▶ _WHAT IS NEEDED_:
Count the lines in the records below that contain the string "metal", and reply with that number alone.

▶ _ENTRIES PROVIDED_:
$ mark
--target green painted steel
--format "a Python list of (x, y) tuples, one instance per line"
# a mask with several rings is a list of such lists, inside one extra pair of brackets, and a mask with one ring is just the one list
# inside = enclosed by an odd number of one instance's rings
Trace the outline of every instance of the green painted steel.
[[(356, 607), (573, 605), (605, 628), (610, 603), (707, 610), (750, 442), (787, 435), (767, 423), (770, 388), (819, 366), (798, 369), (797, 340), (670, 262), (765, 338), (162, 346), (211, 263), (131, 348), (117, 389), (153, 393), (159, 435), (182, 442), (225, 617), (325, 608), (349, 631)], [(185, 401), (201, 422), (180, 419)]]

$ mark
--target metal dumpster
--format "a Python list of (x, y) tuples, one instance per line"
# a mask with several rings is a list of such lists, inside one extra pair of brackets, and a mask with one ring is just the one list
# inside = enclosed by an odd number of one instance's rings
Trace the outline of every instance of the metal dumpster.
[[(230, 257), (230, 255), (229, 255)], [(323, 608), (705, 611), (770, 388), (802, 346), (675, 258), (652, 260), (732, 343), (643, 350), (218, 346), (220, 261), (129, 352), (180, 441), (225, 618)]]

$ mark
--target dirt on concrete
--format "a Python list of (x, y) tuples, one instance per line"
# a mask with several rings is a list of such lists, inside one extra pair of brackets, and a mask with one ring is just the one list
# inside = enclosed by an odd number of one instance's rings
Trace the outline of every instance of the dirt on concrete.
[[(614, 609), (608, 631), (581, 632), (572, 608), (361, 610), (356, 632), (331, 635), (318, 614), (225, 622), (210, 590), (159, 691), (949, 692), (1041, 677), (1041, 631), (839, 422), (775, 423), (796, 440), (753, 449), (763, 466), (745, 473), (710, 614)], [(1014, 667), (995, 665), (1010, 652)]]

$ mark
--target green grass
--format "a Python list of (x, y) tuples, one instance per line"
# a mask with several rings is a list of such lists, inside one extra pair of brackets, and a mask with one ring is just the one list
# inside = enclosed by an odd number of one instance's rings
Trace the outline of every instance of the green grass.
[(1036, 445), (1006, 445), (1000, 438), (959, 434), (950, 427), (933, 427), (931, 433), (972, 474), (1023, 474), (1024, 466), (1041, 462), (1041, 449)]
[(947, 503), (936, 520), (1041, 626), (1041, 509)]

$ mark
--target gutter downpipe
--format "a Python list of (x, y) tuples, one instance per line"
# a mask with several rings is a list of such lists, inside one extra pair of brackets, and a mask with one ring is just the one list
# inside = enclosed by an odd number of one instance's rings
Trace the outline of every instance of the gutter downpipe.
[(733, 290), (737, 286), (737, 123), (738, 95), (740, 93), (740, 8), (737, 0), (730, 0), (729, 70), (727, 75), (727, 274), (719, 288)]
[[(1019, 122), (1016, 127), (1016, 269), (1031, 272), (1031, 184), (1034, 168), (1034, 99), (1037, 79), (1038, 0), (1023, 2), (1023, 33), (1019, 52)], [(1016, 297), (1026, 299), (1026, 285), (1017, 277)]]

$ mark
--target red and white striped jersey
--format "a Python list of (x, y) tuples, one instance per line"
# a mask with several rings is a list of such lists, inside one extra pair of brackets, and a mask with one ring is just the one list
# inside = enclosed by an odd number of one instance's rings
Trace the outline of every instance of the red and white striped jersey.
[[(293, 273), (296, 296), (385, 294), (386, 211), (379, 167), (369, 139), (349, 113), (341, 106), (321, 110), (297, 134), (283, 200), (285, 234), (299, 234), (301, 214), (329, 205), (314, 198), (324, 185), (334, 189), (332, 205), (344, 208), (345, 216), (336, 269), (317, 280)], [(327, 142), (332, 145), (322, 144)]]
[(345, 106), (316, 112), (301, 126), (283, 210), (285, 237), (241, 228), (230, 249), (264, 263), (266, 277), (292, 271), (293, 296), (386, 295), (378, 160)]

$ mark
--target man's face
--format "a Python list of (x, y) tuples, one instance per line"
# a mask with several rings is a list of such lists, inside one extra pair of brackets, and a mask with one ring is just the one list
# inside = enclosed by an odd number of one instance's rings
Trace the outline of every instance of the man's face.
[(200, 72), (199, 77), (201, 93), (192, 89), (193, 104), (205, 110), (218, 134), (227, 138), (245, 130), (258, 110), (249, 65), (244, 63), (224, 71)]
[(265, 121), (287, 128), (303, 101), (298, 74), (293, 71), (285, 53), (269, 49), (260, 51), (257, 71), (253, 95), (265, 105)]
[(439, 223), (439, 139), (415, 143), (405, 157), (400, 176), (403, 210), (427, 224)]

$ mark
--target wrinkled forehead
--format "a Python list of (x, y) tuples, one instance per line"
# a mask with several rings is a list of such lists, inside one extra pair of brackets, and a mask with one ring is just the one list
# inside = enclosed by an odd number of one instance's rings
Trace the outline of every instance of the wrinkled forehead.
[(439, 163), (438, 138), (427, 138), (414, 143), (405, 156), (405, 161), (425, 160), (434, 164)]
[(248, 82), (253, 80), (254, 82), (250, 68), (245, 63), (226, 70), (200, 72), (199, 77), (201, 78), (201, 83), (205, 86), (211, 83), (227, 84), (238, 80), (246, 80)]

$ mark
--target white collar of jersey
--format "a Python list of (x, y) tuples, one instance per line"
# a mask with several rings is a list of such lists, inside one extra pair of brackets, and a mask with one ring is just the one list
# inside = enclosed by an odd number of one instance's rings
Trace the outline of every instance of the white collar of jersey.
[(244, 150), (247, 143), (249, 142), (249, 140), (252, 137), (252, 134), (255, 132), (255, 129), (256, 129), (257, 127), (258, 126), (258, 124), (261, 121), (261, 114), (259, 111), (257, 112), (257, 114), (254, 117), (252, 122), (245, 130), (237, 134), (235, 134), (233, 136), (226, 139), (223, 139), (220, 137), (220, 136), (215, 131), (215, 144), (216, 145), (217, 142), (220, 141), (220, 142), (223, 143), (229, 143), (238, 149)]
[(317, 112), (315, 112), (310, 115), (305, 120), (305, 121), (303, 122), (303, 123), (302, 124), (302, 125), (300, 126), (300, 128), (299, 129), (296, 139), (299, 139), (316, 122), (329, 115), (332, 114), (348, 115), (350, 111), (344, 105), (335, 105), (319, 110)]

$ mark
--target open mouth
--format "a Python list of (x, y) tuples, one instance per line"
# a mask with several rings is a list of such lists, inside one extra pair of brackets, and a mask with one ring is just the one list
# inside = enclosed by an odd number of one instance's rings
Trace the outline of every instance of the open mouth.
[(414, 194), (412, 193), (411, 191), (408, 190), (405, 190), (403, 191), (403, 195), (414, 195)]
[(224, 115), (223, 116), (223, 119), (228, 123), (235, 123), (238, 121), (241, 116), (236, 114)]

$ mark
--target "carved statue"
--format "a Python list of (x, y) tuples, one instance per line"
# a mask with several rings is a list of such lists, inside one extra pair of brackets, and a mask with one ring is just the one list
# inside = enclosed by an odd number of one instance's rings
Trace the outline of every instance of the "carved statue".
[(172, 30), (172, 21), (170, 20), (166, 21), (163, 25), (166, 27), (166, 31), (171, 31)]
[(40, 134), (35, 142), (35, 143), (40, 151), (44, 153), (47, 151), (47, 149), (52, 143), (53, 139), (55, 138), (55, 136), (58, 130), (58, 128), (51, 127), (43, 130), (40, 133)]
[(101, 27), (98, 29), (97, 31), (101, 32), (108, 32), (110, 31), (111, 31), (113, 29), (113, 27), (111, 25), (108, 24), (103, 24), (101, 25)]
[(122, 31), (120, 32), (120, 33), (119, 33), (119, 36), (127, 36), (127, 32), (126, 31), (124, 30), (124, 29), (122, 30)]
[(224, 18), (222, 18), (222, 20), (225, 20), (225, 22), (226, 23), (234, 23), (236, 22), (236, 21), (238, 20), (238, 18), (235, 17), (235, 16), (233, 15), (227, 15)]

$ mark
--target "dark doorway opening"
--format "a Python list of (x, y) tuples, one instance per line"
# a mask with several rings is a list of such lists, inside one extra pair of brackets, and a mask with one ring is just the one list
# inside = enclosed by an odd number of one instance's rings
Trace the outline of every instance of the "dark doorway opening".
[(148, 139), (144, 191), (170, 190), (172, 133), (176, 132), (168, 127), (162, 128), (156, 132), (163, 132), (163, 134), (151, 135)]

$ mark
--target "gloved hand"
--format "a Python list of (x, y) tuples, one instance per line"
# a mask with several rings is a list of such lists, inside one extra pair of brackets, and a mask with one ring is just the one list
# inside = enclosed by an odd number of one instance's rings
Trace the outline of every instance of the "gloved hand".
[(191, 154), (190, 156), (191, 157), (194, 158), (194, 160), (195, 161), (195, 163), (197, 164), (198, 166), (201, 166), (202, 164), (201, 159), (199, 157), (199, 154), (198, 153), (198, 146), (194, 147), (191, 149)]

▶ _TASK ANSWER_:
2